** Opening PROVIDED RECORDS block **

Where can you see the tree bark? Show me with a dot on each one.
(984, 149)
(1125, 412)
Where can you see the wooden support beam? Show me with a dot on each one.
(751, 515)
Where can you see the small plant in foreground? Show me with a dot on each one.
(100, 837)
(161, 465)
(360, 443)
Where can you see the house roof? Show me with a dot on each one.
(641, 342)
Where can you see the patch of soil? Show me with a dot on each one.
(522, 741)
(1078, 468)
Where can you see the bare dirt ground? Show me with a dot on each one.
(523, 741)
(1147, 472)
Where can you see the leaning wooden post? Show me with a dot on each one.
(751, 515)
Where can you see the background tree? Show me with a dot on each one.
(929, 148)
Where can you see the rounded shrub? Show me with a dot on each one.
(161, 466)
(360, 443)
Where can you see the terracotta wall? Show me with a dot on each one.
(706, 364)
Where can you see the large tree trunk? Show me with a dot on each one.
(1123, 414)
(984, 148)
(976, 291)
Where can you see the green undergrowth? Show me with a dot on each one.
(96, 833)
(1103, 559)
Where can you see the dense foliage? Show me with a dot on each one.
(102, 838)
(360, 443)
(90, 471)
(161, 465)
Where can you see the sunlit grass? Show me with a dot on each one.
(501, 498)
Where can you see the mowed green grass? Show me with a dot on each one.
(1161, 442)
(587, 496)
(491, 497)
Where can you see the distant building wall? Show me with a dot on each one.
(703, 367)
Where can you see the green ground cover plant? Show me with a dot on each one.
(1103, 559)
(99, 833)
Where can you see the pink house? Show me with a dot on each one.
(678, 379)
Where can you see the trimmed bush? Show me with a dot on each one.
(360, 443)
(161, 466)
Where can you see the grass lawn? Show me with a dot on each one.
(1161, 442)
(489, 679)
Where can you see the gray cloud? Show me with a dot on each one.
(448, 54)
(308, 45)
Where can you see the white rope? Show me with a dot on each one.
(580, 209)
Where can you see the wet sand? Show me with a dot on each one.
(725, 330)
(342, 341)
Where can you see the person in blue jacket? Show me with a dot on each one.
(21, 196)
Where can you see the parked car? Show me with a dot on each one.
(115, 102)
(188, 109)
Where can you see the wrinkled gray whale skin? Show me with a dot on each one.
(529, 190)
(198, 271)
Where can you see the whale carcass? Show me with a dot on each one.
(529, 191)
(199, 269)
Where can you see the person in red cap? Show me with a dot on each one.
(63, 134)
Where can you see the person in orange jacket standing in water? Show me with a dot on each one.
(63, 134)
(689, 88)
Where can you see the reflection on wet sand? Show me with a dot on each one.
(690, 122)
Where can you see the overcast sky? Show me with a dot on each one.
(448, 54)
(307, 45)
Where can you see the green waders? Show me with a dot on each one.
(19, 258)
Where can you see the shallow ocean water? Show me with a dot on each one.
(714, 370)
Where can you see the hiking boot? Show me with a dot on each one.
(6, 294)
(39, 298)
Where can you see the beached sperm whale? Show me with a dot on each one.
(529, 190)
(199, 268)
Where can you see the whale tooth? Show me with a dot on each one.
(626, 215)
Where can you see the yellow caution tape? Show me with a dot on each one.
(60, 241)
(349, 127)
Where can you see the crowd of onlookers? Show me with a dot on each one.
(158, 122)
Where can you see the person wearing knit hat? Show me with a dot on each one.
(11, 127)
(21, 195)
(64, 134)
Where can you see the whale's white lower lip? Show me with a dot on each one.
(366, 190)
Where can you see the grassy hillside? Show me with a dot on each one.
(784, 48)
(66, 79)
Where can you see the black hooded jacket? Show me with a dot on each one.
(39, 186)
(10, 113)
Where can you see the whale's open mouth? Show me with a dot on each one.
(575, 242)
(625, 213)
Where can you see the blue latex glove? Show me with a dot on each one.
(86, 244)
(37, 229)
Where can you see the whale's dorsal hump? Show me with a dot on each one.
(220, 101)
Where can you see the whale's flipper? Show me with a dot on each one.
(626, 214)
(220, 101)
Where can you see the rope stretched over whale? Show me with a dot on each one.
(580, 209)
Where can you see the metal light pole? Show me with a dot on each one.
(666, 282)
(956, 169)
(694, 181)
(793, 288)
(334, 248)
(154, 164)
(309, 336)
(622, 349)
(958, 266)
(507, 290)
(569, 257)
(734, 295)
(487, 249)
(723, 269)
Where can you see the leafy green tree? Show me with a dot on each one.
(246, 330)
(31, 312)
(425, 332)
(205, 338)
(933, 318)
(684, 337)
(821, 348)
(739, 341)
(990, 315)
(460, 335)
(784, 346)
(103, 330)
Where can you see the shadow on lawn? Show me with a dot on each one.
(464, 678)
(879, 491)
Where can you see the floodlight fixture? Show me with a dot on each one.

** Closing PROVIDED RECORDS block **

# [YOUR INSTRUCTIONS]
Taking the line containing "Where can you see the whale's dorsal" as the first, please return it and every line after it through the end of the entries, exactly and only those.

# [SOLUTION TO THE EXERCISE]
Where can you see the whale's dorsal hump? Show me with a dot on each one.
(220, 101)
Where can you see the whale's flipper? Show me with a dot on each one.
(626, 214)
(220, 101)
Where can you see the rope stretched over whale? Show me with a dot on each one.
(580, 209)
Where can you see the metal light pole? Show me with a dot on each one.
(666, 282)
(956, 169)
(694, 181)
(793, 288)
(334, 248)
(154, 164)
(309, 336)
(622, 349)
(958, 266)
(507, 290)
(569, 257)
(734, 295)
(487, 249)
(723, 269)
Where can you see the leafy green tree? Show me with a dot on each one.
(246, 330)
(31, 312)
(425, 332)
(205, 338)
(933, 318)
(684, 337)
(821, 348)
(739, 341)
(990, 315)
(460, 335)
(784, 346)
(103, 330)
Where can you see the shadow on lawn? Show me with a dot on each one.
(464, 678)
(879, 491)
Where can you see the floodlight fixture? Show me with a dot on each one.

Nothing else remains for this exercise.